··· Text provided

The addition of several new collections in 1947, which encompassed thousands of items, posed a problem for the small building and staff, who neither had the resources nor time to organize and label them, on top of the existing collections. In 1949, William R. Eblin, a teacher of general science at Kingswood [Kingswood-Oxford] School in West Hartford, began designing exhibits for the Sage and other bird collections. Eblin's interest was in arranging the birds in interesting ways as to include their natural environment, nests, and eggs, as well as re-identifying the birds according to “modern nomenclature,” as terms used in the collection's development were by then outdated. However, lack of time and money “foiled a noble goal.”

······
··· Data for this task

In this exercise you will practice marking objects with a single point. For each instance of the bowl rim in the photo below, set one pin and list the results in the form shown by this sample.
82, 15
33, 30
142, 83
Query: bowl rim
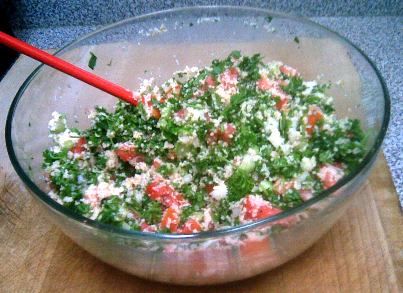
58, 208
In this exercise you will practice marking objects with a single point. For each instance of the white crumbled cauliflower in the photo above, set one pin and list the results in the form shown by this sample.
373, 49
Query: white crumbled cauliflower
112, 160
219, 191
58, 123
308, 164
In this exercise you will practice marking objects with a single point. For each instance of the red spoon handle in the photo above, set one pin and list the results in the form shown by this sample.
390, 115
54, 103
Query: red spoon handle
70, 69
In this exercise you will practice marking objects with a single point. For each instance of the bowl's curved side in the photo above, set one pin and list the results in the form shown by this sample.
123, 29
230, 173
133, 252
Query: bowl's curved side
211, 257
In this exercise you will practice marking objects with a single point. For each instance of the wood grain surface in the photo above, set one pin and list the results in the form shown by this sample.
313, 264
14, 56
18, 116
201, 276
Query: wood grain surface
363, 252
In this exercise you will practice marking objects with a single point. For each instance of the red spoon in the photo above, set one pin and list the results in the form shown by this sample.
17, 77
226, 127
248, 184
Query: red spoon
68, 68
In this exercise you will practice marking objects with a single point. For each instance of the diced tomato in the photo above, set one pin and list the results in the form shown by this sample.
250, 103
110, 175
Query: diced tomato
79, 147
191, 226
136, 98
172, 155
265, 84
257, 208
159, 189
281, 103
155, 113
228, 133
147, 100
147, 228
288, 70
209, 188
253, 247
164, 193
156, 163
128, 153
173, 199
330, 174
314, 116
170, 220
306, 194
182, 113
281, 187
212, 137
229, 78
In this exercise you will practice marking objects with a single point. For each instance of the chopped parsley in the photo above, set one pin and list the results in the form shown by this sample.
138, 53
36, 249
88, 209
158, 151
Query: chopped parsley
220, 146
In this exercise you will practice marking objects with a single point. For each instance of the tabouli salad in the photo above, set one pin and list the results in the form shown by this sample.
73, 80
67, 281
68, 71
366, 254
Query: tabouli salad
234, 142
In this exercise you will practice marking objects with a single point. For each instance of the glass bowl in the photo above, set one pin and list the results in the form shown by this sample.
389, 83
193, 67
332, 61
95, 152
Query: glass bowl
155, 45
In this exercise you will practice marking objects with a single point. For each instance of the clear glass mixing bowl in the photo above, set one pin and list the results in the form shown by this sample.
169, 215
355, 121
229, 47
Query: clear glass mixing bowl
155, 45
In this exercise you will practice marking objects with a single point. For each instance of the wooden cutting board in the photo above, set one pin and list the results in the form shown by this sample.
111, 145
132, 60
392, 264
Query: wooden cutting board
363, 252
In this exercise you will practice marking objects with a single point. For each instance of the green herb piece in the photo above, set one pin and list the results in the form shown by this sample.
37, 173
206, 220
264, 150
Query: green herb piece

······

**Written request 1:** Return the rows word for word, from the line containing "of the clear" up to and including the final line of the rows.
**Written request 2:** Write a continuation of the passage on the museum's bird collections, starting right after its last sentence.
The passage on the bird collections and the rows are separate pieces of material.

**Exercise response 1:**
In this exercise you will practice marking objects with a single point. For each instance of the clear glass mixing bowl in the photo above, set one pin and list the results in the form shown by this sample.
169, 215
355, 121
229, 47
Query: clear glass mixing bowl
155, 45
In this exercise you will practice marking objects with a single point. For each instance of the wooden cutting board in the photo above, set one pin and list the results in the form shown by this sample.
111, 145
132, 60
392, 264
Query: wooden cutting board
363, 252
In this exercise you will practice marking objects with a single point. For each instance of the green herb piece in the photo above, set one pin and list the results in the form shown by this sample.
37, 173
206, 220
264, 150
Query: green herb piece

**Exercise response 2:**
In 1950, a Committee on the Museum was formed to attempt to rehabilitate it. The Museum collections were moved to occupy only the first floor, as other departments continued to move into the now-outmoded building. In 1955, students wrote in a Trinity Tripod article that the Natural History Museum, though well-attended by Trinity students as well as school classes and scouting troops throughout the state, suffered from “disorganized, dirty and uncatalogued displays” which rendered the museum “unattractive” to visitors, especially new students. The same article asserted that a Guidebook for the Natural History Museum was in the works, created by Professor Randolph Chapman of the Geology Department.

By the mid-1960s, Boardman Hall accommodated departments including the Fine Arts, ROTC, and Connecticut Educational Television Channel 24. The museum collections were removed to the basement of Boardman Hall to make room for Channel 24, which took up the entire first floor. Students and faculty felt that without new accommodations built with the future in mind, Trinity's science programs would suffer, and so serious plans were put in place to build a brand-new, state-of-the-art Life Sciences Center. As a result, the museum collections were dismantled with the exception of “selected items of teaching value to be stored in a pre-designated room in the new building.”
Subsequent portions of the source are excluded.